**Given information:**
[Start of Attachment]
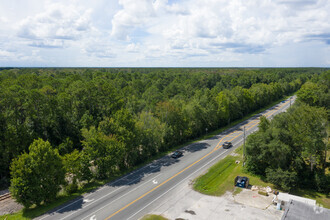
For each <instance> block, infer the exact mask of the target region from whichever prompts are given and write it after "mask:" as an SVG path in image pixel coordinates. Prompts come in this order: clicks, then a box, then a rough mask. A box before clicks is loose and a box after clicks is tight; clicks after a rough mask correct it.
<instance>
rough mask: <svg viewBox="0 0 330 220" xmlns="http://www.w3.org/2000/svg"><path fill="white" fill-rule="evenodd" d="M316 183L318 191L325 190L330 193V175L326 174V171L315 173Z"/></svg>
mask: <svg viewBox="0 0 330 220" xmlns="http://www.w3.org/2000/svg"><path fill="white" fill-rule="evenodd" d="M314 178H315V185H316V187H317V191H318V192H324V193H325V194H328V193H329V191H330V175H325V174H324V173H321V172H317V173H315V177H314Z"/></svg>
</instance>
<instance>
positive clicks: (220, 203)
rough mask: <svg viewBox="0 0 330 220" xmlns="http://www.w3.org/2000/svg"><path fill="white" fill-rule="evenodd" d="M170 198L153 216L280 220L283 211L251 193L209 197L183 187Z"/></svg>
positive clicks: (249, 191)
mask: <svg viewBox="0 0 330 220" xmlns="http://www.w3.org/2000/svg"><path fill="white" fill-rule="evenodd" d="M175 195H176V196H175V197H171V198H168V199H167V200H165V201H164V203H162V204H161V205H160V206H159V207H156V208H155V210H154V212H153V214H158V215H162V216H164V217H166V218H168V219H174V220H179V219H180V220H186V219H189V220H203V219H205V220H213V219H231V220H233V219H262V220H264V219H269V220H272V219H274V220H278V219H281V217H282V214H283V211H279V210H276V209H275V206H274V205H272V204H271V199H272V198H270V196H269V197H267V198H264V197H265V196H261V195H258V194H257V193H256V192H254V191H251V190H245V189H244V190H243V191H242V192H241V193H239V194H237V195H236V196H233V195H232V193H230V192H227V193H226V194H225V195H223V196H221V197H216V196H207V195H203V194H200V193H198V192H196V191H194V190H192V189H191V187H184V188H182V189H181V190H178V191H177V192H176V193H175Z"/></svg>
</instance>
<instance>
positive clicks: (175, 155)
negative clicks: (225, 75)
mask: <svg viewBox="0 0 330 220" xmlns="http://www.w3.org/2000/svg"><path fill="white" fill-rule="evenodd" d="M182 155H183V153H182V152H181V151H179V150H177V151H175V152H174V153H173V154H172V155H171V157H172V158H178V157H181V156H182Z"/></svg>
[End of Attachment]
**Task description:** The material above must be reproduced line for line, with the images omitted.

**Exercise output:**
For each <instance> block, infer the exact mask of the target region from whichever prompts are given and write it after "mask:" as an SVG path in image pixel coordinates. Prompts come in this order: clicks, then a box, then a rough mask. A box before clicks is loose and a box after clicks is tight; clicks after a rough mask correct it.
<instance>
rough mask: <svg viewBox="0 0 330 220" xmlns="http://www.w3.org/2000/svg"><path fill="white" fill-rule="evenodd" d="M316 183L318 191L325 190L330 193V175L326 174V171L315 173Z"/></svg>
mask: <svg viewBox="0 0 330 220" xmlns="http://www.w3.org/2000/svg"><path fill="white" fill-rule="evenodd" d="M314 178H315V185H316V187H317V191H318V192H324V193H325V194H328V193H329V191H330V175H325V174H324V173H321V172H317V173H315V177H314Z"/></svg>
</instance>
<instance>
positive clicks: (220, 203)
rough mask: <svg viewBox="0 0 330 220" xmlns="http://www.w3.org/2000/svg"><path fill="white" fill-rule="evenodd" d="M170 198L153 216L280 220L283 211L251 193L209 197L183 187Z"/></svg>
positive clicks: (249, 191)
mask: <svg viewBox="0 0 330 220" xmlns="http://www.w3.org/2000/svg"><path fill="white" fill-rule="evenodd" d="M175 195H176V196H175V197H171V198H168V199H167V200H165V201H164V203H162V204H161V205H160V206H159V207H156V208H155V210H154V212H153V214H158V215H162V216H164V217H166V218H168V219H174V220H179V219H180V220H186V219H189V220H203V219H205V220H213V219H231V220H233V219H262V220H264V219H269V220H272V219H274V220H278V219H281V217H282V214H283V211H279V210H276V209H275V206H274V205H272V204H271V199H272V198H270V196H269V197H267V198H264V197H265V196H261V195H258V194H257V193H256V192H254V191H251V190H245V189H244V190H243V191H242V192H241V193H239V194H237V195H236V196H233V195H232V193H230V192H227V193H226V194H225V195H223V196H221V197H216V196H207V195H203V194H200V193H198V192H196V191H194V190H192V189H191V187H184V188H182V189H181V190H178V191H177V192H176V193H175Z"/></svg>
</instance>
<instance>
positive clicks: (175, 155)
negative clicks: (225, 75)
mask: <svg viewBox="0 0 330 220" xmlns="http://www.w3.org/2000/svg"><path fill="white" fill-rule="evenodd" d="M182 155H183V153H182V152H181V151H179V150H177V151H175V152H174V153H173V154H172V155H171V157H172V158H178V157H181V156H182Z"/></svg>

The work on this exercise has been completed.